YOUR TASK:
In the material below, the required lines run from the one containing "Where can the yellow pepper" through the one containing "Where can the large". Copy those lines exactly, ends included, and nothing else.

RECORDS FOR PROCESSING:

+ + + +

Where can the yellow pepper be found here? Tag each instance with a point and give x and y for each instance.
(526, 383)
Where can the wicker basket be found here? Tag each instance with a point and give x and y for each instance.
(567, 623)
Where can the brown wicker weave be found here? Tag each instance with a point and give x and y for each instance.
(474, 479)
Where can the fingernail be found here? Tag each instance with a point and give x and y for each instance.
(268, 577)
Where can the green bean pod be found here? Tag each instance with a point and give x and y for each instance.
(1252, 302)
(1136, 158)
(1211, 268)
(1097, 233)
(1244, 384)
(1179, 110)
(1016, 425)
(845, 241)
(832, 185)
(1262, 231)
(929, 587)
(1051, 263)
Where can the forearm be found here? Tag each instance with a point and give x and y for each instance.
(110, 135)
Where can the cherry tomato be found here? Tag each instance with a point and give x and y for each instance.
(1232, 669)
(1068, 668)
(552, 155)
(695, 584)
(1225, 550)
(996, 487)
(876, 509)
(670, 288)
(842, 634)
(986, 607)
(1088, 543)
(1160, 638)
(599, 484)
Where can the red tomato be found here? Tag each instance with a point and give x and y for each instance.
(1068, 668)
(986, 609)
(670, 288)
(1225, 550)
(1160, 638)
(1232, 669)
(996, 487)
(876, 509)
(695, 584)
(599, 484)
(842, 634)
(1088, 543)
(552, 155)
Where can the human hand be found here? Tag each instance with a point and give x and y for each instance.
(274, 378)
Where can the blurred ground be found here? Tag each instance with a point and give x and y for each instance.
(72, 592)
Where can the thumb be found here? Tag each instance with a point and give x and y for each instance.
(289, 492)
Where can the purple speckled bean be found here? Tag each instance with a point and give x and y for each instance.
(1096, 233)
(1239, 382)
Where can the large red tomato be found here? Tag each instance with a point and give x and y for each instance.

+ + + +

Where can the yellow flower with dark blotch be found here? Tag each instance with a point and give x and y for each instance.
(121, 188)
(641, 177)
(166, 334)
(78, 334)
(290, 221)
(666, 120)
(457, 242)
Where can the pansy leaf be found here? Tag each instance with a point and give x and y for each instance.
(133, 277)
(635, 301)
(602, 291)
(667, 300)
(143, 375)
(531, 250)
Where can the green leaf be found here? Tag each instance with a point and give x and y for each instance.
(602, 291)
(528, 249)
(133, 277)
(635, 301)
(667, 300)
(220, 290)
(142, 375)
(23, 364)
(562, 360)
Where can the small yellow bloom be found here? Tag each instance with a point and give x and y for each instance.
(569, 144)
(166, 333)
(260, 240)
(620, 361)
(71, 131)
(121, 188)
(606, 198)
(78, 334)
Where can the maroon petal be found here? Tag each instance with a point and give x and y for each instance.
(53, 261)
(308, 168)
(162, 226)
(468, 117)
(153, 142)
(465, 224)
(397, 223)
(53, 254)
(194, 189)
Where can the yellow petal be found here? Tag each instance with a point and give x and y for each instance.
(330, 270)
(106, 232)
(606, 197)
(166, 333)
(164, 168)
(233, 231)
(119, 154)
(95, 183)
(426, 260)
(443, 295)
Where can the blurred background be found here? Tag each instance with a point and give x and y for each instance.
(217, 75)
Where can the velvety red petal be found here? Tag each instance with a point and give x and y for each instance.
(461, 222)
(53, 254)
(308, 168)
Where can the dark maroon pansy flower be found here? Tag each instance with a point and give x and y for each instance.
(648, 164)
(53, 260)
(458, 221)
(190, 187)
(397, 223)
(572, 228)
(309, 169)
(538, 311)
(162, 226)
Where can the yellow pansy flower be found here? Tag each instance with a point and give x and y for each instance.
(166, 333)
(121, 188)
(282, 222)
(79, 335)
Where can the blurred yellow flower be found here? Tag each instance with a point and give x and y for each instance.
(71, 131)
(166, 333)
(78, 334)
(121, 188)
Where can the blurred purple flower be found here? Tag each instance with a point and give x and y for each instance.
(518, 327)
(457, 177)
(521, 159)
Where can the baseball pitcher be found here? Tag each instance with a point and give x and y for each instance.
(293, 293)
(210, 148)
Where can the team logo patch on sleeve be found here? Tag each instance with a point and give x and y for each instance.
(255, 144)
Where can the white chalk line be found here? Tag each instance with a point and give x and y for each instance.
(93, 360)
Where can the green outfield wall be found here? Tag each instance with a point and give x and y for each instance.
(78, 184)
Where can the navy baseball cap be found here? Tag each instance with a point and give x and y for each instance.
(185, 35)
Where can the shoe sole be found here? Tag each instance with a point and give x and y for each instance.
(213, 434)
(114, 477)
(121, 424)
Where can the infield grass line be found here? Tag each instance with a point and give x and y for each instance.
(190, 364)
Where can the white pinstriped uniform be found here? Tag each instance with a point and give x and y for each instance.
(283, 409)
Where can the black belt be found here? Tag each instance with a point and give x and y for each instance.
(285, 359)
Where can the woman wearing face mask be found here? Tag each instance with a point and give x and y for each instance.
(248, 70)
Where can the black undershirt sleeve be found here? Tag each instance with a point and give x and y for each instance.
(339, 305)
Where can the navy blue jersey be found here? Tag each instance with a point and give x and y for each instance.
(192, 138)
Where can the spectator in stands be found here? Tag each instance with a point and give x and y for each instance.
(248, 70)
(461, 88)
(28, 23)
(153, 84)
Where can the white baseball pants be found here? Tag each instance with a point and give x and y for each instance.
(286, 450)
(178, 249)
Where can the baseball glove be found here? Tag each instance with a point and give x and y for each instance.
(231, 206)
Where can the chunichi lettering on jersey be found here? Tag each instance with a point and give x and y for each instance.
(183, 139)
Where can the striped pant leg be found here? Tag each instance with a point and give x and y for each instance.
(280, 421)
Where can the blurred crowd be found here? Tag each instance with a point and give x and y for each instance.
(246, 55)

+ + + +

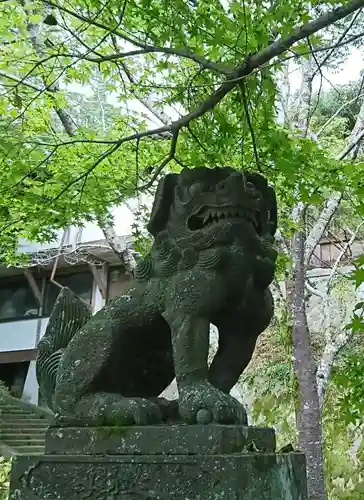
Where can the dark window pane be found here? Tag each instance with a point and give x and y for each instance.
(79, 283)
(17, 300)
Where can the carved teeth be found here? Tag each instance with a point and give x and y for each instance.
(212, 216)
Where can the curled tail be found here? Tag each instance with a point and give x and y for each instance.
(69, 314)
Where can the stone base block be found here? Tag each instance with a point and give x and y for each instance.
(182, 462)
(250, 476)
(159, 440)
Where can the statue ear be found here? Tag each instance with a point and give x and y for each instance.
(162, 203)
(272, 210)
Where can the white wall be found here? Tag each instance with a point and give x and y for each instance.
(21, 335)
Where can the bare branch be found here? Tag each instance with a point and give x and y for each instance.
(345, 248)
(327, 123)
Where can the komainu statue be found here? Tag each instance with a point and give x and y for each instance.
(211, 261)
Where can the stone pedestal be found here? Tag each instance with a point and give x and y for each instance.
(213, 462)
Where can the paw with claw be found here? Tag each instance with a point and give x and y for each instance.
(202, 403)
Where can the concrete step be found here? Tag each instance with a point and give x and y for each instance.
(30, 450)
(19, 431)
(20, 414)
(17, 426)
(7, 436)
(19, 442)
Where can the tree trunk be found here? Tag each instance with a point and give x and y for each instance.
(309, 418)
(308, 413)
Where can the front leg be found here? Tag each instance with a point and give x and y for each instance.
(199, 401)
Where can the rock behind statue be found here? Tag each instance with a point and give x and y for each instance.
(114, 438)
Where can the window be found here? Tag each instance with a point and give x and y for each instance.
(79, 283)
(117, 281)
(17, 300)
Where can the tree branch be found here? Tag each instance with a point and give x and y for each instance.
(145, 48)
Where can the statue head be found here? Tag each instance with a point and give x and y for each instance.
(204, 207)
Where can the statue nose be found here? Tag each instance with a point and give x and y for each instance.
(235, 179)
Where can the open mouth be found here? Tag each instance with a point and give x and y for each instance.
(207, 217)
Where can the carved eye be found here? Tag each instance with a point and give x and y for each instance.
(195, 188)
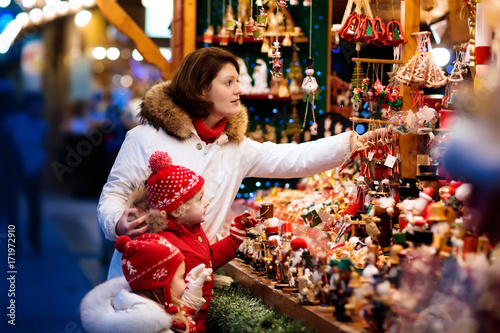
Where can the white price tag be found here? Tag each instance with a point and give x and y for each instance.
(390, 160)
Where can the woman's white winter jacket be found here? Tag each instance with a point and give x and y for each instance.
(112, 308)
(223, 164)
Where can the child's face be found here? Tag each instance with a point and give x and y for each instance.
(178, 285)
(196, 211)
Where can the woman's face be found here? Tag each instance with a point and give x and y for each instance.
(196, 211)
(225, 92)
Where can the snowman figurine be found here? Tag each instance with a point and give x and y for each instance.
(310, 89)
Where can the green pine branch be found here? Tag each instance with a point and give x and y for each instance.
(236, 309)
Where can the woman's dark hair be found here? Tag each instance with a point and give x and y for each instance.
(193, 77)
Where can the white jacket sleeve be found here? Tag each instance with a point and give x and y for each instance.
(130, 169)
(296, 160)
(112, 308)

+ + + +

SOLUTION FOR THIS TASK:
Where can the yellow pepper be found here? Tag each instance with a point and give x and y for each instance.
(526, 383)
Where can the wicker basket be found here? Tag each instance with a point and give x and y for each instance.
(567, 623)
Where can the brown wicker weave be found here? Tag each instance with a point and give x and y for each instance.
(474, 479)
Where can the fingernail be found here? Tag each instance with a point and give x and y for each instance.
(268, 577)
Where can the green bean pod be found here? Tag each instance with a point and give x and y for each instance.
(1252, 302)
(1136, 158)
(1211, 268)
(1097, 233)
(1244, 384)
(1179, 110)
(1016, 425)
(845, 241)
(832, 185)
(1262, 231)
(929, 587)
(1051, 263)
Where can the forearm be found here? Tag each instance with a point and give x and y for each instance.
(110, 135)
Where can the cherry tomato be found here? Tag each instance with a point and give x and y for each instance.
(1232, 669)
(1068, 668)
(552, 155)
(695, 584)
(1225, 550)
(996, 487)
(876, 509)
(670, 288)
(842, 634)
(986, 607)
(1088, 543)
(1160, 638)
(599, 484)
Where can the red tomato be found here? Tag each instance with a point and give x and y for each instance.
(1068, 668)
(986, 609)
(670, 288)
(1225, 550)
(1160, 638)
(1232, 669)
(996, 487)
(876, 509)
(695, 584)
(599, 484)
(842, 634)
(1088, 543)
(552, 155)
Where can the human hand be found here? Tag each instance with a point and give x and y for each instance.
(274, 378)
Where can the blurred ground be found here? Tag each instance with a point and give x and y for each instance.
(72, 592)
Where can the thumb be found here? Tag each instance with a point and give x and y for each instance.
(289, 492)
Where can the purple speckled bean be found here? Tag each instance with a point and give x and y for each instance.
(1096, 233)
(1239, 382)
Where can the large red tomato be found here? Tag each instance with a point and give x and y for each instance.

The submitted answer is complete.